>> BEGIN Provided entries

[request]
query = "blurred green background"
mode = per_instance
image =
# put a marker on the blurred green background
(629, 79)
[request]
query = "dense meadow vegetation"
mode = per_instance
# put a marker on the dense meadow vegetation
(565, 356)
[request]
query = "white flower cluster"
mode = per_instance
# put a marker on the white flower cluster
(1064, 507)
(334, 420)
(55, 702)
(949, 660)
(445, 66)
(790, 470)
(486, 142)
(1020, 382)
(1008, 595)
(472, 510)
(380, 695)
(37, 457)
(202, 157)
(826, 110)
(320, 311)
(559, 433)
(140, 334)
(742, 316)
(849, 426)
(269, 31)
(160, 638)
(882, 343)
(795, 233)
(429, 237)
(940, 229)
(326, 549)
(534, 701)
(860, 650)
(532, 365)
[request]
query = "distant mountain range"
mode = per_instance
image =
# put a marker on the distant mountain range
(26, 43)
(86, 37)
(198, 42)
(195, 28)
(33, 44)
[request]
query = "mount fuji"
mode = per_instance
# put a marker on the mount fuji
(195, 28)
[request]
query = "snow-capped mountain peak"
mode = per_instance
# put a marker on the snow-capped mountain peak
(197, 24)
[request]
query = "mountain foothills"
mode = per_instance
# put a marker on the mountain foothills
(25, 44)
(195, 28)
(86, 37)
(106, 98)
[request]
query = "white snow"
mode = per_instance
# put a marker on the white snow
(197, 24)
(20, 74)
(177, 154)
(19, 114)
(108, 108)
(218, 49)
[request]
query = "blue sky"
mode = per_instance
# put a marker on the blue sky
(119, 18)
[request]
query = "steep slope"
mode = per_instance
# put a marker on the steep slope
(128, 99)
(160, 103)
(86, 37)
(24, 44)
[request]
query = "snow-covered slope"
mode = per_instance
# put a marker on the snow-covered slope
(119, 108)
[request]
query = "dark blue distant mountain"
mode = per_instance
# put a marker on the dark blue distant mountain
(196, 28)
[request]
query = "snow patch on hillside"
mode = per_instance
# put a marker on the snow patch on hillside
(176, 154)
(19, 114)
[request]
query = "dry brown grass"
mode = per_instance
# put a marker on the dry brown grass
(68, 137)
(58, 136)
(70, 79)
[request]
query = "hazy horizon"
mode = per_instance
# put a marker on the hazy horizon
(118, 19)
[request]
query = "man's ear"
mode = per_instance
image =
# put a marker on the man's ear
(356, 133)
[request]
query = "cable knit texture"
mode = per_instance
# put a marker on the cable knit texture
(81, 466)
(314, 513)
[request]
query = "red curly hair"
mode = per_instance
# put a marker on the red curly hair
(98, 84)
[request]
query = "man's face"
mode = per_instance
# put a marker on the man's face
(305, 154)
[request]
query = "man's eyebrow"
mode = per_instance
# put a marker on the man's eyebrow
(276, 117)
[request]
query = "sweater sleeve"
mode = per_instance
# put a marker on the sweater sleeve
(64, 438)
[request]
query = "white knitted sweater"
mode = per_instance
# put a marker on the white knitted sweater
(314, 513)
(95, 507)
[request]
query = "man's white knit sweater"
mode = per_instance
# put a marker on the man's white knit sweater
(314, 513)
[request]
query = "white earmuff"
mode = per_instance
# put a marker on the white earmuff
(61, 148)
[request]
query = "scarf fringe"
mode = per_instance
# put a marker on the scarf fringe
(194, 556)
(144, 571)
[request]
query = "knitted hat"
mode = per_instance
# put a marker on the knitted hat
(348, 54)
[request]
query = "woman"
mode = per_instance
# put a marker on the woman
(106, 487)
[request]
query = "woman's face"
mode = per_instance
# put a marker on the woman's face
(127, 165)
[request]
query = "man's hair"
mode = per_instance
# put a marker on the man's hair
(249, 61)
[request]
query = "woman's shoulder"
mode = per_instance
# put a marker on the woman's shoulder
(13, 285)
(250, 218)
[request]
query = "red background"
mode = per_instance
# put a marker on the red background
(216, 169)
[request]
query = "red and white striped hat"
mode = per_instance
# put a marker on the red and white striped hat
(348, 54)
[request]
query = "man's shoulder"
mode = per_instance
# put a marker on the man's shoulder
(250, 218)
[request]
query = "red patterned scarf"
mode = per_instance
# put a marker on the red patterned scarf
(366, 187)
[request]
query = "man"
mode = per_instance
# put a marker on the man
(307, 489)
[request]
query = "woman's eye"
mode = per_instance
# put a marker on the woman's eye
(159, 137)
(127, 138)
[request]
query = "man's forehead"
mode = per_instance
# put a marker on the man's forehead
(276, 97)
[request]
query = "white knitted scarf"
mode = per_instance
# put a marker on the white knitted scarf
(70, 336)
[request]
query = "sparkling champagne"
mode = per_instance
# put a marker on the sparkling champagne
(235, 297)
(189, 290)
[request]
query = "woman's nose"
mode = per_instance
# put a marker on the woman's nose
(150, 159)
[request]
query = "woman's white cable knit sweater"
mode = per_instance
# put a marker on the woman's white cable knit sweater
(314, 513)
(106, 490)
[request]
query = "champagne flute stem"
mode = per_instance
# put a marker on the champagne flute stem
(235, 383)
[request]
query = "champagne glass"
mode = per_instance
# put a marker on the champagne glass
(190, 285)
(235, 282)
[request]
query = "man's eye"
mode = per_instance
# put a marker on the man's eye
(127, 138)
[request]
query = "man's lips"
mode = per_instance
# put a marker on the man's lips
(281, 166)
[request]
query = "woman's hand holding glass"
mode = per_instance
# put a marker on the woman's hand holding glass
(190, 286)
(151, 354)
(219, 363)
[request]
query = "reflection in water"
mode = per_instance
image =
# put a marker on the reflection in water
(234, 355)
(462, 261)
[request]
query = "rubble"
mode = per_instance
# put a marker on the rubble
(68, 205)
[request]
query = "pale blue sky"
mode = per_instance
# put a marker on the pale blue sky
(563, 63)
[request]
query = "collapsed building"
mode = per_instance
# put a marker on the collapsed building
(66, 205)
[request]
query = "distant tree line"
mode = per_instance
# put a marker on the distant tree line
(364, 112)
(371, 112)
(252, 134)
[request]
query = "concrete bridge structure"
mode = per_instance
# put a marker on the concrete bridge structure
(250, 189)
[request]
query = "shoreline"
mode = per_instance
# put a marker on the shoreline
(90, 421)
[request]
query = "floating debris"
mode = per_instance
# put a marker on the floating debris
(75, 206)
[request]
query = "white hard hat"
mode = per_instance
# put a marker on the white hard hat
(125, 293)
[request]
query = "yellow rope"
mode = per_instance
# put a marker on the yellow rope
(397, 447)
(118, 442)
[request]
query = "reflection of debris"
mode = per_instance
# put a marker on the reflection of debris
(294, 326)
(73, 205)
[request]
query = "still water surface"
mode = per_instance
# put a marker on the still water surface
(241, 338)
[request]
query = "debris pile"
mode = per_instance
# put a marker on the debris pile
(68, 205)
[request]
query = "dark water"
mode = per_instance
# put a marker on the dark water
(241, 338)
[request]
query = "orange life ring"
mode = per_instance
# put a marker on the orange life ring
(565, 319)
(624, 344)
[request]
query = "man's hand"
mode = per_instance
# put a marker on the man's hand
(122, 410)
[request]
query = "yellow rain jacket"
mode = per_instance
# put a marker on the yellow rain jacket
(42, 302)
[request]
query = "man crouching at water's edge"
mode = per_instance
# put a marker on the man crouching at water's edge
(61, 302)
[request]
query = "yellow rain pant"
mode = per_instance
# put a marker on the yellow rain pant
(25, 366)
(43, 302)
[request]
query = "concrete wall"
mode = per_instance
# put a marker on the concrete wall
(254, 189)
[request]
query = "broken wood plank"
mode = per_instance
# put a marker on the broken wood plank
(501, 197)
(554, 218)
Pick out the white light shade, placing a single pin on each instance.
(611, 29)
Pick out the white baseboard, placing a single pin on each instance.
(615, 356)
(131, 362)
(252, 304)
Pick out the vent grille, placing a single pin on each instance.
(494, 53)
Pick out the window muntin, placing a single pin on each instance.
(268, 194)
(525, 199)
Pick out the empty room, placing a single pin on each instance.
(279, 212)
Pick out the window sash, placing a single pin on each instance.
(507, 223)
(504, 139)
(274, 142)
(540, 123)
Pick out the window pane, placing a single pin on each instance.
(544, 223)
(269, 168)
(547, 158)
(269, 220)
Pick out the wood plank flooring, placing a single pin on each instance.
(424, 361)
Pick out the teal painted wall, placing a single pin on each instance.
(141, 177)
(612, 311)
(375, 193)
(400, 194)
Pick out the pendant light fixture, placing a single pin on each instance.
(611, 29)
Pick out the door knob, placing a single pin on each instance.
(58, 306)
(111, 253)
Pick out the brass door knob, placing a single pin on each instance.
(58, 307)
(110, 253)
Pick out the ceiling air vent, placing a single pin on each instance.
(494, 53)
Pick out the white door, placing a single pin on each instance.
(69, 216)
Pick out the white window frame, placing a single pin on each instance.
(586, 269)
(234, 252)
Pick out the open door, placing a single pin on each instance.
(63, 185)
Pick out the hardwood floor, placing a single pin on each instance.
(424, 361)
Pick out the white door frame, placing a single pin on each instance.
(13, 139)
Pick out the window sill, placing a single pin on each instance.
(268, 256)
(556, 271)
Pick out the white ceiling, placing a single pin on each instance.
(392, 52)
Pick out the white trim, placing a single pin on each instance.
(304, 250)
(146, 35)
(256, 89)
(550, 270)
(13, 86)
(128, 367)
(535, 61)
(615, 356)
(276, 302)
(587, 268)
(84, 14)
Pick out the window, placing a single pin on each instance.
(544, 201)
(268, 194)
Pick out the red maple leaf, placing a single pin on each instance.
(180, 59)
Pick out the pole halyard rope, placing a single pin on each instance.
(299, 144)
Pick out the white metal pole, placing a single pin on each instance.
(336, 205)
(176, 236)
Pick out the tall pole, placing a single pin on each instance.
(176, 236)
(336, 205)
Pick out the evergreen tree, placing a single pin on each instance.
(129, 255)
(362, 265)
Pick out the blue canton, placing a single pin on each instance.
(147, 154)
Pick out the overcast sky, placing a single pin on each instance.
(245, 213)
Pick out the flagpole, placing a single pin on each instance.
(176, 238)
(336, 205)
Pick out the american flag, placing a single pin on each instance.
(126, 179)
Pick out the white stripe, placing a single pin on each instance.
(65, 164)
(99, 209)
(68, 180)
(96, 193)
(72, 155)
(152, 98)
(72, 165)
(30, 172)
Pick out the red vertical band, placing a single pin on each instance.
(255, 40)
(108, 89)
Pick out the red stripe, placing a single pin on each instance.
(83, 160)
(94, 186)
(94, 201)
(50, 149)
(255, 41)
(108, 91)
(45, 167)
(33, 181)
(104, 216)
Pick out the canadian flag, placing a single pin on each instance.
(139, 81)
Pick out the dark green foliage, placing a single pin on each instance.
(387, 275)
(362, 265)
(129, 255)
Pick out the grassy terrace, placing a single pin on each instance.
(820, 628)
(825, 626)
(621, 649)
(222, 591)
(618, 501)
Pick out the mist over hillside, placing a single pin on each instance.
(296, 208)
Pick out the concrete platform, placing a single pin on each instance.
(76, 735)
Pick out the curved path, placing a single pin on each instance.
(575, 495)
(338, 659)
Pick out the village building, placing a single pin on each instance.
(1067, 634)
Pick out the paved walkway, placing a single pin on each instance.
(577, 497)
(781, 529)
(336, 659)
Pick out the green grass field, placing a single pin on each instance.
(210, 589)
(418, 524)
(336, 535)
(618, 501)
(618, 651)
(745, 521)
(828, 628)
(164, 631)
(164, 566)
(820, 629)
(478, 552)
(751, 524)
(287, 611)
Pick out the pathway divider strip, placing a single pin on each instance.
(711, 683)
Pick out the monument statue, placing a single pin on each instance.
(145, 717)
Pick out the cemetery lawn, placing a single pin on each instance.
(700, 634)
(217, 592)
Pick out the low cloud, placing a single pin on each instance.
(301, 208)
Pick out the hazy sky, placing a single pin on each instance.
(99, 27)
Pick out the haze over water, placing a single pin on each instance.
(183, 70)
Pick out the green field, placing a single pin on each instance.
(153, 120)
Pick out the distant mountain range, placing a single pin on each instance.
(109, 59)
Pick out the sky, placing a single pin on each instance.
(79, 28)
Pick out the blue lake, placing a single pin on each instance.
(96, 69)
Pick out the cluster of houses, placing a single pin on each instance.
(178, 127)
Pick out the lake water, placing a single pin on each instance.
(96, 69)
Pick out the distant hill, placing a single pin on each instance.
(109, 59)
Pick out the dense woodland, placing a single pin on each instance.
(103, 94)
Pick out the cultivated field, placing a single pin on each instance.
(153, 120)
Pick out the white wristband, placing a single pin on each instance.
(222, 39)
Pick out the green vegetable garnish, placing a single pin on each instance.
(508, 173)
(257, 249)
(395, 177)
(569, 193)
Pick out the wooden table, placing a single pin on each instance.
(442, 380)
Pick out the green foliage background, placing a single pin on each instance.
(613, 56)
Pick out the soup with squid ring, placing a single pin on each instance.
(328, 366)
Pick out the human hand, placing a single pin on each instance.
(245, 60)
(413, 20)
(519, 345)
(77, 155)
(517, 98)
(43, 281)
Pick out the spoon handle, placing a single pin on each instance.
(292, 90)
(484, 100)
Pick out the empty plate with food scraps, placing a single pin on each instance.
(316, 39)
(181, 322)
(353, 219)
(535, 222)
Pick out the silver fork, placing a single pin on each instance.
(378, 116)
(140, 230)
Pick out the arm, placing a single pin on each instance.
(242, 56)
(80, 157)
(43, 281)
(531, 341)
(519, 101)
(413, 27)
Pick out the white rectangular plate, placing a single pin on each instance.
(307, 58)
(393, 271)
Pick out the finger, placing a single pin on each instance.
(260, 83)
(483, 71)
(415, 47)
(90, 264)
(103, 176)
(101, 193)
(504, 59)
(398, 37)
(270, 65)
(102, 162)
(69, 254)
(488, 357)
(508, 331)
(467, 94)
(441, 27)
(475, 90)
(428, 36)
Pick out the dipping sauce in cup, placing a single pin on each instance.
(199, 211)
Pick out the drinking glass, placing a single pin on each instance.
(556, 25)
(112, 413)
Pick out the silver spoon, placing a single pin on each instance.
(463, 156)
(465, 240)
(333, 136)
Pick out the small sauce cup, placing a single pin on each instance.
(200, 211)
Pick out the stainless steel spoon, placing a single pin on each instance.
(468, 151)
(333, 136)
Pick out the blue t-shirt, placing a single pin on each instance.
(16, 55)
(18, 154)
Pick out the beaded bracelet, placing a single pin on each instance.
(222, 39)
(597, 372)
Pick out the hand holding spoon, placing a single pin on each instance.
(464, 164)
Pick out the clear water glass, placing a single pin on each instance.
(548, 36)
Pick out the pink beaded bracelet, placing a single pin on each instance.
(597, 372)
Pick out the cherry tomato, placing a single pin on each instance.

>> END Provided entries

Exercise instructions →
Rescale the entries from the line containing "Pick out the clear" through the last line of the entries, both ends included. Write those lines out again with the requests, multiplying every point coordinate in the answers by 1.6 and rounding to whole numbers, with halves rounded up.

Exercise answer →
Pick out the clear water glass, placing a single pin on each instance.
(877, 58)
Pick out the pink beaded bracelet, placing a single pin on each instance.
(955, 595)
Pick out the cherry tomato, placing a single pin on each instance.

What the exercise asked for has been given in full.